# [Task requirements]
[1] In the IPI multiplexing patch thread, which driver inspired the generic IPI multiplexing?
[2] Repeat the IPI multiplexing patch thread between "On Sat, Nov" and "RISC-V irqchip drivers.", inclusive.
[3] Continue the IPI multiplexing patch thread from where it stops.

# [Text extract]
• • • •

Re: [PATCH v11 3/7] genirq: Add mechanism to multiplex a single HW IPI

From: Anup Patel
Date: Sat Nov 26 2022 - 08:32:04 EST


On Sat, Nov 26, 2022 at 6:12 PM Marc Zyngier <maz@xxxxxxxxxx> wrote:
>
> On Mon, 14 Nov 2022 09:39:00 +0000,
> Anup Patel <apatel@xxxxxxxxxxxxxxxx> wrote:
> >
> > All RISC-V platforms have a single HW IPI provided by the INTC local
> > interrupt controller. The HW method to trigger INTC IPI can be through
> > external irqchip (e.g. RISC-V AIA), through platform specific device
> > (e.g. SiFive CLINT timer), or through firmware (e.g. SBI IPI call).
> >
> > To support multiple IPIs on RISC-V, we add a generic IPI multiplexing
> > mechanism which help us create multiple virtual IPIs using a single
> > HW IPI. This generic IPI multiplexing is inspired from the Apple AIC
> > irqchip driver and it is shared by various RISC-V irqchip drivers.
> >
> > Signed-off-by: Anup Patel <apatel@xxxxxxxxxxxxxxxx>
> > ---
> > include/linux/irq.h | 18 +++
> > kernel/irq/Kconfig | 5 +
> > kernel/irq/Makefile | 1 +
> > kernel/irq/ipi-mux.c | 268 +++++++++++++++++++++++++++++++++++++++++++
> > 4 files changed, 292 insertions(+)
> > create mode 100644 kernel/irq/ipi-mux.c
> >
> > diff --git a/include/linux/irq.h b/include/linux/irq.h
> > index c3eb89606c2b..5ab702cb0a5b 100644
> > --- a/include/linux/irq.h
> > +++ b/include/linux/irq.h
> > @@ -1266,6 +1266,24 @@ int __ipi_send_mask(struct irq_desc *desc, const struct cpumask *dest);
> > int ipi_send_single(unsigned int virq, unsigned int cpu);
> > int ipi_send_mask(unsigned int virq, const struct cpumask *dest);
> >
> > +/**
> > + * struct ipi_mux_ops - IPI multiplex operations
> > + *
> > + * @ipi_mux_pre_handle: Optional function called before handling parent IPI
> > + * @ipi_mux_post_handle:Optional function called after handling parent IPI
> > + * @ipi_mux_send: Trigger parent IPI on target CPUs
> > + */
> > +struct ipi_mux_ops {
> > + void (*ipi_mux_pre_handle)(unsigned int parent_virq, void *data);
> > + void (*ipi_mux_post_handle)(unsigned int parent_virq, void *data);
>
> I still haven't seen any decent explanation for this other than "we
> need it". What is it that cannot be achieved via the irq_ack() and
> irq_eoi() callbacks?

• • • •

# [Given information]

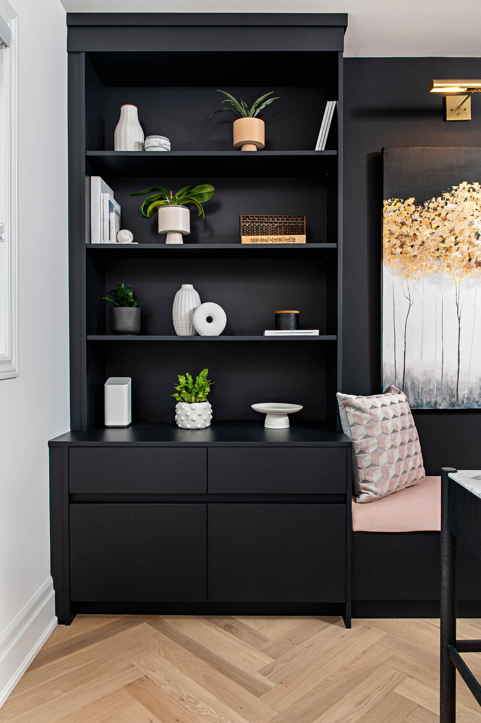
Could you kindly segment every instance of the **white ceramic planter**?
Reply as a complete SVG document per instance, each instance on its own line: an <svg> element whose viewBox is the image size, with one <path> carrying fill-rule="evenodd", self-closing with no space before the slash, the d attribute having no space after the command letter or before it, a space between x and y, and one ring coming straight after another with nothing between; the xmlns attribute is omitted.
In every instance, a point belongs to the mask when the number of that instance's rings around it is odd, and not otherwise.
<svg viewBox="0 0 481 723"><path fill-rule="evenodd" d="M210 426L212 407L209 402L177 402L175 407L175 421L182 429L204 429Z"/></svg>
<svg viewBox="0 0 481 723"><path fill-rule="evenodd" d="M144 132L139 123L137 106L125 105L120 108L114 143L115 150L144 150Z"/></svg>
<svg viewBox="0 0 481 723"><path fill-rule="evenodd" d="M158 210L158 233L166 234L166 244L182 244L190 233L190 214L187 206L161 206Z"/></svg>
<svg viewBox="0 0 481 723"><path fill-rule="evenodd" d="M177 336L195 336L194 312L200 306L200 296L192 283L183 283L174 298L172 321Z"/></svg>

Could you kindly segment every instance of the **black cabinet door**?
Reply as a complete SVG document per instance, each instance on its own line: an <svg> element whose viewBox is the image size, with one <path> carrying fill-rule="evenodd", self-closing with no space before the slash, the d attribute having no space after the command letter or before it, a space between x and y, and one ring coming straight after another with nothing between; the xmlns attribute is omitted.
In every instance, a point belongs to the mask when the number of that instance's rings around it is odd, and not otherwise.
<svg viewBox="0 0 481 723"><path fill-rule="evenodd" d="M208 599L341 602L346 505L209 504Z"/></svg>
<svg viewBox="0 0 481 723"><path fill-rule="evenodd" d="M72 600L206 600L205 505L69 507Z"/></svg>
<svg viewBox="0 0 481 723"><path fill-rule="evenodd" d="M346 494L346 448L208 450L210 492Z"/></svg>
<svg viewBox="0 0 481 723"><path fill-rule="evenodd" d="M207 492L207 450L71 447L69 489L84 494L203 494Z"/></svg>

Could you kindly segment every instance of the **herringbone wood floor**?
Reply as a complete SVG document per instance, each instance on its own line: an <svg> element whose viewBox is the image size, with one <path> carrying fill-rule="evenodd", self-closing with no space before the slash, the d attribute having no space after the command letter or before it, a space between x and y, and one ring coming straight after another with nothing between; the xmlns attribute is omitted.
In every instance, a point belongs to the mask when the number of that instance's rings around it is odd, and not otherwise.
<svg viewBox="0 0 481 723"><path fill-rule="evenodd" d="M481 638L481 620L458 637ZM0 709L22 723L435 723L439 621L78 615ZM481 677L481 658L466 656ZM459 679L458 723L481 723Z"/></svg>

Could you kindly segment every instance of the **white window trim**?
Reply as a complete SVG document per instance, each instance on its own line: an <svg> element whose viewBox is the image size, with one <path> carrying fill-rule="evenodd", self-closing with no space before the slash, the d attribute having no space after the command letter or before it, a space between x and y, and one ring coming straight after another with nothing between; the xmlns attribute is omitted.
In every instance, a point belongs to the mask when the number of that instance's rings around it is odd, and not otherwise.
<svg viewBox="0 0 481 723"><path fill-rule="evenodd" d="M7 198L5 240L7 244L6 274L0 281L0 293L6 295L7 318L6 354L0 354L0 379L19 375L18 364L18 16L7 0L0 0L0 15L13 32L13 42L7 51L7 97L9 99L6 117L7 140ZM2 288L3 287L3 288Z"/></svg>

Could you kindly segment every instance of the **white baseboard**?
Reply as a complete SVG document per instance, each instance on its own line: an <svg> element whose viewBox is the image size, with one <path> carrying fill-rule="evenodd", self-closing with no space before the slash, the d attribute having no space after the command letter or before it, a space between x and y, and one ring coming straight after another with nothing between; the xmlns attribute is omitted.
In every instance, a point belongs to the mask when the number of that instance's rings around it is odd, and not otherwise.
<svg viewBox="0 0 481 723"><path fill-rule="evenodd" d="M0 707L56 626L54 596L48 578L0 635Z"/></svg>

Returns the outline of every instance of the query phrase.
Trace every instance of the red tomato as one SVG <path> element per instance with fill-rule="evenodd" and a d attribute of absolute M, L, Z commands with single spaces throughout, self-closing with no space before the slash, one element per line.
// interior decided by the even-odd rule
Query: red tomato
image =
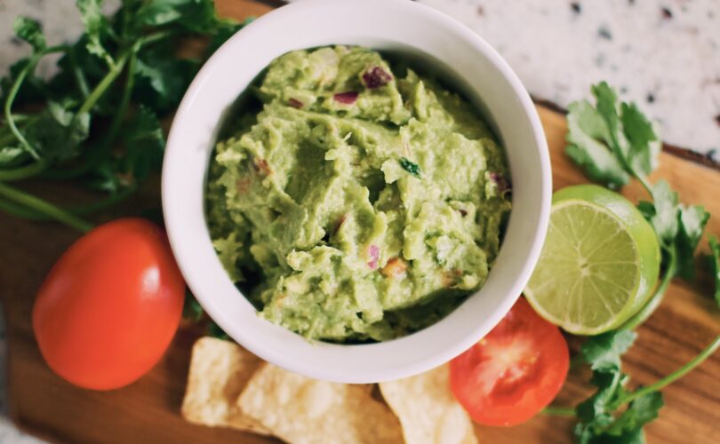
<path fill-rule="evenodd" d="M 521 297 L 485 337 L 450 361 L 450 384 L 477 423 L 516 425 L 553 400 L 569 367 L 560 329 Z"/>
<path fill-rule="evenodd" d="M 158 226 L 139 218 L 95 228 L 62 255 L 33 307 L 51 369 L 85 388 L 109 390 L 145 374 L 170 345 L 185 283 Z"/>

• • • •

# [Results of the tasks]
[1] The Apple AIC irqchip driver.

[2]
On Sat, Nov 26, 2022 at 6:12 PM Marc Zyngier <maz@xxxxxxxxxx> wrote:
>
> On Mon, 14 Nov 2022 09:39:00 +0000,
> Anup Patel <apatel@xxxxxxxxxxxxxxxx> wrote:
> >
> > All RISC-V platforms have a single HW IPI provided by the INTC local
> > interrupt controller. The HW method to trigger INTC IPI can be through
> > external irqchip (e.g. RISC-V AIA), through platform specific device
> > (e.g. SiFive CLINT timer), or through firmware (e.g. SBI IPI call).
> >
> > To support multiple IPIs on RISC-V, we add a generic IPI multiplexing
> > mechanism which help us create multiple virtual IPIs using a single
> > HW IPI. This generic IPI multiplexing is inspired from the Apple AIC
> > irqchip driver and it is shared by various RISC-V irqchip drivers.

[3]
Sure, even I think these are strange looking callbacks. I will drop
these callbacks in the next patch revision.

>
> > + void (*ipi_mux_send)(unsigned int parent_virq, void *data,
> > + const struct cpumask *mask);
>
> In what context would the 'parent_virq' be useful? You are *sending*
> an IPI, not receiving it, and I expect the mechanism by which you send
> such an IPI to be independent of the Linux view of the irq.

Okay, I will drop the 'parent_virq' parameter.

>
> Also, please swap data and mask in the function signature.

Okay, I will change the order.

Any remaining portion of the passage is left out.